Good for your that you bought stock eons ago, though you could sell it now and invest in something that pays better and collect your capital gains. As you know capital gains are taxed lower than ordinary income for most people. Exxon has resisted change and may be looked at as a buggy whip company some day, so I am not sure the long term future for Exxon is good. As for tax breaks for green energy, the gov't has long invested in new technology and that pays off the for economy as a whole. Like any organization investing in new technology, some of those investments will fail (look at Bain Capital's record as an investment house), but overall, the country benefits. For an example, the internet was created by the gov't.

I agree a single gas blend would save some money on the gas itself, but the environmental costs in certain markets would be high. I don't think there is an easy way to accomplish a single blend. The oil companies change blends according to season and always have.

Ethanol isn't going away. It's not good for older engines, but it does reduce balance of payments issues, so it another case of costs being shifted from one place to another. Someone is always on the short end, sorry it is you (it could be called the "sin of Onan").

> _WHAT THE TASK REQUIRES_: Extract the passage of the energy comment above that begins at the words "I agree a single" and stops after "and always have.", copying it word for word.

> _RECORDED INFORMATION_:
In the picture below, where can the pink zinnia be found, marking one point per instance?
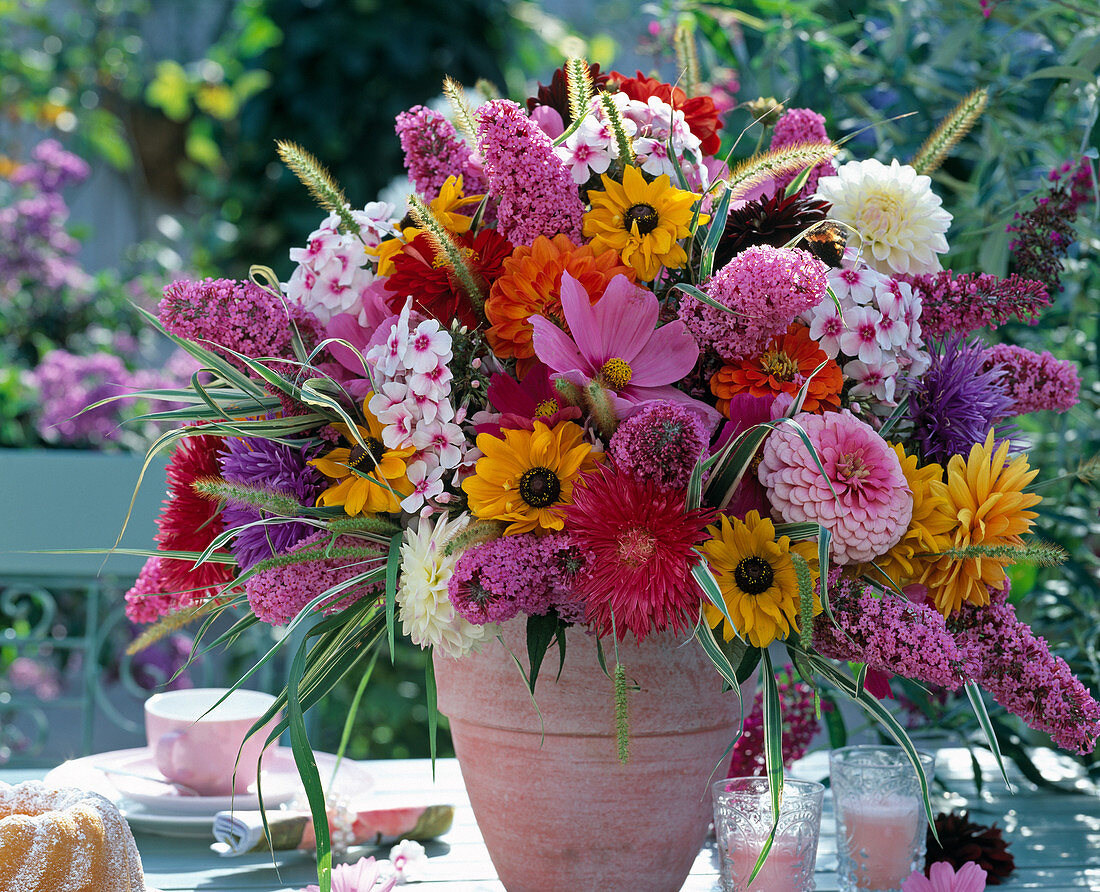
(943, 878)
(642, 544)
(763, 289)
(872, 505)
(617, 344)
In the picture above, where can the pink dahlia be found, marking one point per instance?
(642, 542)
(617, 344)
(872, 505)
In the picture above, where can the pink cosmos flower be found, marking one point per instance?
(943, 878)
(615, 343)
(361, 877)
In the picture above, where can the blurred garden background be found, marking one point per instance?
(136, 146)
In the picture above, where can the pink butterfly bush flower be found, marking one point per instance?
(872, 505)
(617, 344)
(943, 878)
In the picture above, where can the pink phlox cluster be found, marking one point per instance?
(238, 315)
(1036, 382)
(1019, 670)
(414, 403)
(333, 272)
(661, 442)
(279, 593)
(960, 304)
(433, 151)
(152, 596)
(872, 505)
(875, 333)
(650, 125)
(518, 574)
(800, 725)
(767, 288)
(890, 634)
(801, 125)
(537, 193)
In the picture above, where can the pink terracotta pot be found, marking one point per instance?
(556, 807)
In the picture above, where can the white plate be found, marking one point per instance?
(158, 807)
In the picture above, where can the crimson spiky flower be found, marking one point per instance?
(773, 221)
(641, 539)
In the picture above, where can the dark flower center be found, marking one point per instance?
(370, 456)
(645, 216)
(539, 487)
(754, 575)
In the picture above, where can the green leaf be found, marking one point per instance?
(540, 632)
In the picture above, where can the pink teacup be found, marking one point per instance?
(197, 746)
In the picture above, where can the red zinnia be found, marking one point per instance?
(700, 111)
(642, 542)
(436, 290)
(189, 521)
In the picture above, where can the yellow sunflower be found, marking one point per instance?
(757, 579)
(369, 481)
(985, 504)
(641, 221)
(526, 478)
(927, 531)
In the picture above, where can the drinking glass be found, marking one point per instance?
(743, 819)
(880, 819)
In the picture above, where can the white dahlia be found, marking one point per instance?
(894, 210)
(426, 612)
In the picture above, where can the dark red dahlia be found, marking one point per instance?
(700, 111)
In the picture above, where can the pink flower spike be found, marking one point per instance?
(615, 343)
(943, 878)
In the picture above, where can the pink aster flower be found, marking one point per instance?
(642, 541)
(615, 343)
(943, 878)
(872, 505)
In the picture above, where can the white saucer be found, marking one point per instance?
(160, 807)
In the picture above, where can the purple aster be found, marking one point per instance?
(277, 467)
(956, 403)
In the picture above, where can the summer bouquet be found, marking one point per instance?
(596, 373)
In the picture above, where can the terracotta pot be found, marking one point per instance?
(554, 805)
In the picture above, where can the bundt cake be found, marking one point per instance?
(64, 840)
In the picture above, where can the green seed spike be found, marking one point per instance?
(325, 189)
(598, 404)
(1036, 552)
(463, 114)
(443, 244)
(805, 599)
(615, 119)
(256, 497)
(579, 80)
(767, 165)
(950, 130)
(622, 715)
(683, 39)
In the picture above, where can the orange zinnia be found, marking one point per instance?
(531, 286)
(782, 369)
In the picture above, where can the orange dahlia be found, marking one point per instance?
(530, 285)
(782, 369)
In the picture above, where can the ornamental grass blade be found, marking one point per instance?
(979, 709)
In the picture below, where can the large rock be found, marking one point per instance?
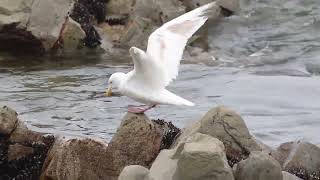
(79, 159)
(32, 25)
(136, 142)
(299, 158)
(258, 166)
(227, 126)
(134, 172)
(22, 151)
(198, 157)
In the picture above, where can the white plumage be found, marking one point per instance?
(159, 65)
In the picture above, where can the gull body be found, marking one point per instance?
(159, 65)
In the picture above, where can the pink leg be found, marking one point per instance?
(139, 109)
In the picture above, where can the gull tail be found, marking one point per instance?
(176, 100)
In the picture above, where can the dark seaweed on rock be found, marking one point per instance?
(84, 12)
(170, 133)
(25, 168)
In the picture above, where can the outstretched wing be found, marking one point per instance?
(166, 44)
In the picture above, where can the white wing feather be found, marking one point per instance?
(167, 43)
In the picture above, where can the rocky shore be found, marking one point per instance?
(218, 146)
(42, 26)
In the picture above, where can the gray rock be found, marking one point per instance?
(300, 158)
(164, 166)
(227, 126)
(198, 157)
(134, 172)
(8, 120)
(258, 166)
(288, 176)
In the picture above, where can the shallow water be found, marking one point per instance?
(266, 68)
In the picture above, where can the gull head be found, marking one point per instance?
(136, 52)
(114, 82)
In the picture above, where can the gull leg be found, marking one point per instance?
(139, 109)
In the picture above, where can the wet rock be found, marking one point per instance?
(134, 172)
(18, 151)
(169, 132)
(82, 12)
(137, 141)
(288, 176)
(299, 158)
(8, 120)
(23, 157)
(72, 36)
(227, 126)
(258, 166)
(198, 157)
(164, 166)
(80, 159)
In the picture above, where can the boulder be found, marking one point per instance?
(198, 157)
(258, 166)
(136, 142)
(299, 158)
(79, 159)
(134, 172)
(22, 151)
(72, 36)
(227, 126)
(288, 176)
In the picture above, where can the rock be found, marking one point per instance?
(165, 166)
(17, 151)
(170, 132)
(8, 120)
(22, 152)
(258, 166)
(72, 36)
(79, 159)
(134, 172)
(288, 176)
(227, 126)
(198, 157)
(299, 158)
(137, 141)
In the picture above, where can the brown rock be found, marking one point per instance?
(79, 159)
(137, 142)
(8, 120)
(17, 151)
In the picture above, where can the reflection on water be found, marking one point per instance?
(268, 61)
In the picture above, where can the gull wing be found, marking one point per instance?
(166, 44)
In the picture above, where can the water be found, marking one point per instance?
(266, 68)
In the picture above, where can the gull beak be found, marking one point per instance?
(109, 91)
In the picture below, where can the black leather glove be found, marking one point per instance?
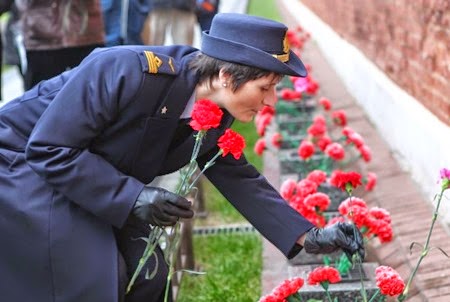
(160, 207)
(341, 235)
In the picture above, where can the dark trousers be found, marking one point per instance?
(45, 64)
(130, 251)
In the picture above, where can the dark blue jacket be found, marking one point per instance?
(75, 152)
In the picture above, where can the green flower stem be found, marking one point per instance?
(294, 298)
(329, 295)
(349, 189)
(425, 249)
(375, 295)
(152, 242)
(174, 238)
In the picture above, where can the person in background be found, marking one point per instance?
(78, 151)
(178, 16)
(205, 11)
(5, 6)
(124, 21)
(58, 35)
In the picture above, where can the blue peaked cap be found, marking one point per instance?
(252, 41)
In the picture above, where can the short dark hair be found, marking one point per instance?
(208, 68)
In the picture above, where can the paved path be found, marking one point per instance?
(395, 191)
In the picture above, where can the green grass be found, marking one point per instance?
(233, 268)
(233, 263)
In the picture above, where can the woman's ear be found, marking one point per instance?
(224, 78)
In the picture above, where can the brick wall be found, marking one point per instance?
(408, 40)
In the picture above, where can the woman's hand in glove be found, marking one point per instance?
(341, 235)
(160, 207)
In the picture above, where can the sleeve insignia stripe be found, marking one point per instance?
(153, 62)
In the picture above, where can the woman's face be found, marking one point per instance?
(249, 98)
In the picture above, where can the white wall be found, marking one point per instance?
(420, 141)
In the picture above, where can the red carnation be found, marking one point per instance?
(335, 151)
(339, 117)
(205, 115)
(326, 103)
(317, 176)
(306, 149)
(260, 146)
(231, 142)
(371, 181)
(343, 179)
(318, 200)
(277, 139)
(389, 281)
(324, 274)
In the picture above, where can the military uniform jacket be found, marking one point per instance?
(75, 152)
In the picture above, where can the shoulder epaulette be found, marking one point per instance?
(158, 63)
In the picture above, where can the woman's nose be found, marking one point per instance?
(271, 98)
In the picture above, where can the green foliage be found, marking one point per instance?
(264, 8)
(232, 263)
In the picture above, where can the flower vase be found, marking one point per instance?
(336, 196)
(349, 289)
(293, 125)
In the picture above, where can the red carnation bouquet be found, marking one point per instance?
(206, 115)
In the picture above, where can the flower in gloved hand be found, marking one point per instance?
(341, 235)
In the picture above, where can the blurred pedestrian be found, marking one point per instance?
(205, 11)
(58, 35)
(124, 21)
(176, 17)
(5, 6)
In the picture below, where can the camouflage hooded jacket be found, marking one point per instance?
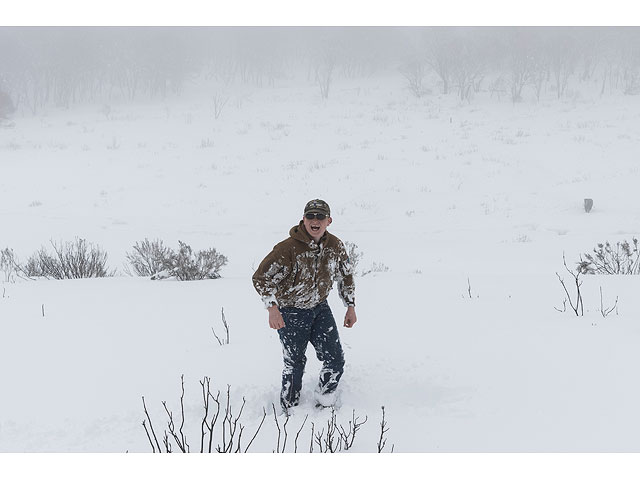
(300, 273)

> _SOLUTION TO THE PROBLEM_:
I agree a single gas blend would save some money on the gas itself, but the environmental costs in certain markets would be high. I don't think there is an easy way to accomplish a single blend. The oil companies change blends according to season and always have.